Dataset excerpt
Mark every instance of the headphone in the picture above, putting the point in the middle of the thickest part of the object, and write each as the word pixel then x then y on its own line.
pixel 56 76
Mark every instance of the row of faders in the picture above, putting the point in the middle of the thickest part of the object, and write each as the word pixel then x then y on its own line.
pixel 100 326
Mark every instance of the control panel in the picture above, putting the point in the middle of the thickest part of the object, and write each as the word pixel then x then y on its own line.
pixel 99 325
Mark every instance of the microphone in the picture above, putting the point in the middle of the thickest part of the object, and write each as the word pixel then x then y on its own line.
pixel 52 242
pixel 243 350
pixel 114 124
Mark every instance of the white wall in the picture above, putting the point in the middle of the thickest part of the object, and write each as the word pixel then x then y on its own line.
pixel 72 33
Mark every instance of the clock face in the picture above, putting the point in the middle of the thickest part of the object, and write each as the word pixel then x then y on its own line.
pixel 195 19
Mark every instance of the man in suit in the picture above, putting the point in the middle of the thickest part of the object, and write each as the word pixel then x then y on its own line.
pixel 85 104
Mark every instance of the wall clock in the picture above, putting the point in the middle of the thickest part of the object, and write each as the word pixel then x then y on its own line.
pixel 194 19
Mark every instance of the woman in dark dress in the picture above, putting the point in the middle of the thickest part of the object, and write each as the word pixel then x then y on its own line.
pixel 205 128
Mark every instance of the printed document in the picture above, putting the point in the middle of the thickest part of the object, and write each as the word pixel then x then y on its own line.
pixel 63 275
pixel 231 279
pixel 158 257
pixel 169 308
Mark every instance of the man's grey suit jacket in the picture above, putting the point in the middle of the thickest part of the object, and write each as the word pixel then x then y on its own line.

#### [What to do]
Rewrite the material above, replacing "thickest part" with "widest part" wherever it occurs and leaving everything else unchanged.

#### [Result of the exercise]
Mark every instance of the headphone in the picture above, putting the point in the middle of the widest part of the object, and write each as the word pixel then x then y on its own line.
pixel 56 76
Mark every instance of the row of faders in the picture above, putting the point in the middle of the widest part of the object, and write each as the word pixel then x then y on its own line.
pixel 100 326
Mark every instance of the control panel in the picture above, putting the point in the middle of the widest part of the object, and write each as the word pixel then x then y on its own line.
pixel 99 325
Mark every instance of the microphone in the picture above, putting the point in the middle of the widest part of the object, and write each as the word pixel then x then y on its own line.
pixel 52 242
pixel 243 350
pixel 114 124
Mark every instance of the white wall in the picture above, putting the point in the middle of the widest part of the object, and write each as the word pixel then x then y on its own line.
pixel 72 33
Mark every instance of the clock face in the picture above, putting the point in the middle of the widest part of the object, and write each as the word pixel then x then y on its own line.
pixel 195 19
Mark every instance of the man in suit in the picture above, putting the point in the middle of the widest part of the object, and write each as the word pixel then x then y on its own line.
pixel 85 104
Mark every instance of the wall clock in the picture above, putting the point in the middle of the widest part of the object, and write each as the word pixel then x then y on its own line.
pixel 194 19
Mark every instance of the woman in dark dress in the picture above, putting the point in the middle of the widest part of the object, and write each as the word pixel then x then y on its own line.
pixel 205 128
Mark every instance of the printed document in the picture above, putting the point in the middle of the widest part of the object, and write each as the word pixel then x then y on its own line.
pixel 63 275
pixel 231 279
pixel 158 257
pixel 169 308
Mark every instance of the man's grey suit jacket in the picture above, putting the point in the middle of the widest part of the object, and write each as the word pixel then x then y on its own line.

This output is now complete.